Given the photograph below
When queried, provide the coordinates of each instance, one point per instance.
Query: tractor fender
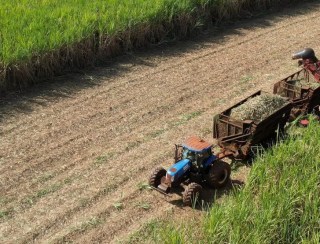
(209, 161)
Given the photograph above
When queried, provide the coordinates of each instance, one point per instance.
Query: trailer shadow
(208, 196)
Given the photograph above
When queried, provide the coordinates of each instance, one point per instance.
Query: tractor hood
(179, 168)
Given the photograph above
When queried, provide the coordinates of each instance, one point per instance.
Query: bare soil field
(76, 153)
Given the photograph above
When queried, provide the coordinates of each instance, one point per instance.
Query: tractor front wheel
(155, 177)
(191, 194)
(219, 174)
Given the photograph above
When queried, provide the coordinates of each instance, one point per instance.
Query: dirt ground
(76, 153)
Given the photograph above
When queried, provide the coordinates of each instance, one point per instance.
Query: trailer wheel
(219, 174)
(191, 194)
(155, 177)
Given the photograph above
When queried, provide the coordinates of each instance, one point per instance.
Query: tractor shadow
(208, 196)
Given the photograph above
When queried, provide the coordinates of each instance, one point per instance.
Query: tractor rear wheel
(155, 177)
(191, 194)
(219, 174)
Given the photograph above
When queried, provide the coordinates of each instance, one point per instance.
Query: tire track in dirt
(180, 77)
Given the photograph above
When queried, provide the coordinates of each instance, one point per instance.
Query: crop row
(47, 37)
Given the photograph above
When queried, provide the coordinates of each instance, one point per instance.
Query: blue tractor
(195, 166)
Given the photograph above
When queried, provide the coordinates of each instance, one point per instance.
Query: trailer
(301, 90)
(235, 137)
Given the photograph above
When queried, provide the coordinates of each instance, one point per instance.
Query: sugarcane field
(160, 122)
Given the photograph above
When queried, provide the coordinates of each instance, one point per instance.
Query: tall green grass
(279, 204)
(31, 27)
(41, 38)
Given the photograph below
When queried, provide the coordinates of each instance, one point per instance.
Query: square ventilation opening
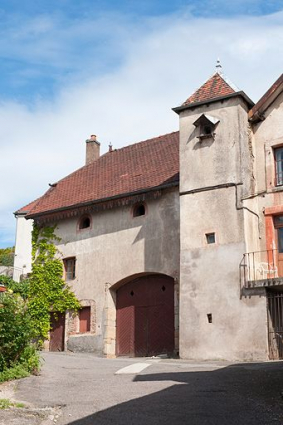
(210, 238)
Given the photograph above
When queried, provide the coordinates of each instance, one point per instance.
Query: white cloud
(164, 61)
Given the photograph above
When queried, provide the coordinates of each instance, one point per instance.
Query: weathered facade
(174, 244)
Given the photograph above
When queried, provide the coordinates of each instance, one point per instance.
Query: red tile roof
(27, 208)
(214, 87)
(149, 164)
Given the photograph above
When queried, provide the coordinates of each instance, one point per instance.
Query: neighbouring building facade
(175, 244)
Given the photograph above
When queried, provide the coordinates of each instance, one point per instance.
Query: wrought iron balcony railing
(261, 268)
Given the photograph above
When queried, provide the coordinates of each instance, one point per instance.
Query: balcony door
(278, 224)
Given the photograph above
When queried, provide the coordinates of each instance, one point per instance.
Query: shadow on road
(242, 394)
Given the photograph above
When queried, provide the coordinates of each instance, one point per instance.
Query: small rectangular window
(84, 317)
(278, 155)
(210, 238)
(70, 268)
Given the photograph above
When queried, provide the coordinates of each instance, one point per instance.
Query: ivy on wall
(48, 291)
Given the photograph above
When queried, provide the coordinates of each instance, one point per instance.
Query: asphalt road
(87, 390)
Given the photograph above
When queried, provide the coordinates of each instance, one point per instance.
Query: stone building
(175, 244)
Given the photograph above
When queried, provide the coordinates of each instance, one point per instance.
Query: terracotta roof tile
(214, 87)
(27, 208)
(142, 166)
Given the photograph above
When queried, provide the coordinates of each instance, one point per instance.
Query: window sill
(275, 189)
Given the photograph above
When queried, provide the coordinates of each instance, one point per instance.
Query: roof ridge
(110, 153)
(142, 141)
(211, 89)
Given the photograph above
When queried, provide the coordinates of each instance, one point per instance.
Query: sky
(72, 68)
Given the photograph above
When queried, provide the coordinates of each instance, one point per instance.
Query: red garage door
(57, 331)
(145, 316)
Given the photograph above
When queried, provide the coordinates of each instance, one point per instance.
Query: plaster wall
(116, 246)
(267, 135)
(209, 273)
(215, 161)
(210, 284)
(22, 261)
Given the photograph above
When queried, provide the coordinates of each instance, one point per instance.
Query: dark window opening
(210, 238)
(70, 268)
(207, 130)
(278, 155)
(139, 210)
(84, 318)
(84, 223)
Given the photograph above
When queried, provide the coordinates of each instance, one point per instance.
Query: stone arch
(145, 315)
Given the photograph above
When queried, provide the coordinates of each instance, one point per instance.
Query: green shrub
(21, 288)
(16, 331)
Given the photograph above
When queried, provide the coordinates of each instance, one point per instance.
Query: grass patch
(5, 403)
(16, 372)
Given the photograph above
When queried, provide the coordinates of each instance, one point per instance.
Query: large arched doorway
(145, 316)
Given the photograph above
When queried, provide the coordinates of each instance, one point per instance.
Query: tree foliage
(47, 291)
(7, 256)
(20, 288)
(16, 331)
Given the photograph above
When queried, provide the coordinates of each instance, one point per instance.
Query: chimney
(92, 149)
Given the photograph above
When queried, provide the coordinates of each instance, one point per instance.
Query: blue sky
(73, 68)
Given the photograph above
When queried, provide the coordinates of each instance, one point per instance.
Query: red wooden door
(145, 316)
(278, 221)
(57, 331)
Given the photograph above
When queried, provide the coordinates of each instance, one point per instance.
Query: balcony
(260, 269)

Your task – All the lines above are to be given again exactly as they read, with the pictures removed.

Exercise solution –
Given the photograph below
When queried, provide the coordinates of each instance, one point per instance.
Query: tractor fender
(209, 161)
Given the photograph above
When queried, provide the coordinates of each instance, one point per instance.
Query: trailer shadow
(208, 196)
Given the photograph above
When queried, provide the coordinates of each instance, one point per instance.
Query: tractor hood
(179, 168)
Given the photograph above
When queried, provide the coordinates of each instance, one point per instance.
Query: bare soil field
(76, 153)
Given the photograph above
When queried, provide the coordinates of each instance, one point per instance.
Query: tractor front wheel
(155, 177)
(191, 194)
(219, 174)
Given the photograph above
When queried, provide the coordinates of each instance, one point per instance.
Query: dirt ground
(76, 153)
Given the photograph above
When queried, provide the coordinates of each instance, one point per instance.
Query: trailer wheel
(219, 174)
(191, 194)
(155, 177)
Given the photograph above
When queried, provide the coordinates of each instance, one point per instance.
Query: tractor shadow
(208, 196)
Given the photograph above
When queried, provide the coordinates of each instance, one point per instance.
Query: tractor rear wheel
(155, 177)
(191, 194)
(219, 174)
Given the photograph above
When queried, provide the coordinates of each instance, one point per instance.
Query: tire track in dirt
(180, 77)
Given the photograph above
When queried, provide the coordinates of each instance, one point per instance.
Query: crop row
(47, 37)
Given the photograph above
When queried, provide the coordinates of each instance, one point per instance.
Query: blue tractor
(195, 166)
Given the photograph above
When queried, provide the coordinates of each instance, one point per instance.
Query: trailer
(301, 90)
(235, 137)
Given the photograph above
When queried, provide the coordinates of each instance, one point per instance.
Query: sugarcane field
(160, 122)
Given the photograph above
When queried, provide the coordinates of each instance, one point per instance.
Query: tall green grass
(279, 204)
(31, 27)
(41, 38)
Given the photograph below
When queried, provide the coordinates of each instance, one point per instance.
Query: square ventilation opening
(210, 238)
Given the photograph above
When queried, provide the coordinates of each instance, one point per instance.
Query: white cloud
(164, 61)
Given the photograph above
When queried, provide the coordinates of each instance, one point per instance.
Query: weathered facade
(174, 244)
Given the photograph above
When queried, provide the coordinates of each instance, one point per instance.
Query: red tile roof
(27, 208)
(214, 87)
(149, 164)
Given the photograph above
When queried, provide the coordinates of each instance, one point per instance.
Query: neighbouring building facade
(175, 244)
Given the photograph above
When queried, provide the coordinates of each instance, one point per instance.
Query: wrought iron balcony railing
(261, 268)
Given the photograph above
When queried, provide the coordinates of each instance, one point per instance.
Query: balcony door
(278, 224)
Given the photograph above
When queried, provide the coordinates of each instance, one point per instance.
Query: shadow on road
(242, 394)
Given the photograph above
When queried, provide the coordinates of each instance, one point per instance.
Query: small rectangular window
(84, 317)
(278, 155)
(210, 238)
(70, 268)
Given the photograph above
When queried, provide the coordinates of each instance, one point per instance.
Query: ivy on wall
(48, 291)
Given the photograph above
When queried, provide the coordinates of each instance, one point per instance.
Query: asphalt road
(87, 390)
Given the photograph above
When queried, provide the coordinates of each instance, one point per instance.
Query: stone building
(175, 244)
Given the photograph above
When queried, provide the coordinates of each instance, one point per instance.
Query: terracotta roof tile
(214, 87)
(27, 208)
(142, 166)
Given the photograph above
When queried, provide the coordinates of each instance, one point per instance.
Query: window sill
(275, 189)
Given the photograph above
When queried, provide the coordinates of each instance, one point per instance.
Query: roof ridge
(110, 153)
(142, 141)
(211, 89)
Given the photograph above
When queried, provide the coordinates of each instance, one point per instance.
Query: sky
(72, 68)
Given the photograph above
When queried, provide the coordinates of each instance, one point per instance.
Query: red garage door
(57, 331)
(145, 316)
Given the photograph above
When queried, provide the coordinates of each instance, one point per instance.
Query: plaster wall
(116, 246)
(267, 135)
(209, 273)
(215, 161)
(210, 284)
(22, 261)
Given the photograph above
When queried, provide the coordinates of each instance, one point per instance.
Query: dark window opening
(210, 238)
(70, 268)
(207, 130)
(278, 155)
(139, 210)
(84, 318)
(84, 223)
Given the photograph above
When queried, provide the coordinates of each instance, one point per instance.
Query: stone arch
(145, 315)
Given the photograph above
When queried, provide the coordinates of each instance, one point per instance.
Query: green shrub
(21, 288)
(16, 331)
Given the photograph above
When queried, provide the coordinates of each instance, one point per instance.
Query: grass patch
(5, 403)
(16, 372)
Given the photograph above
When queried, provide the coordinates of each instance, one point per instance.
Query: large arched doorway
(145, 316)
Given the photograph above
When queried, provide the coordinates of each instance, one point per instance.
Query: tree foliage
(47, 291)
(7, 256)
(20, 288)
(16, 331)
Given the photograph above
When queried, provide the coordinates of each instance, one point per instance.
Query: chimney
(92, 149)
Given the photograph above
When queried, provide the coordinates of each instance, one point per instance.
Query: blue sky
(73, 68)
Given the photograph above
When queried, provide the coordinates of each instance, one point per instance.
Query: red wooden door
(145, 316)
(278, 221)
(57, 331)
Given the photograph above
When queried, provide the coordinates of each instance, one point per instance.
Query: balcony
(260, 269)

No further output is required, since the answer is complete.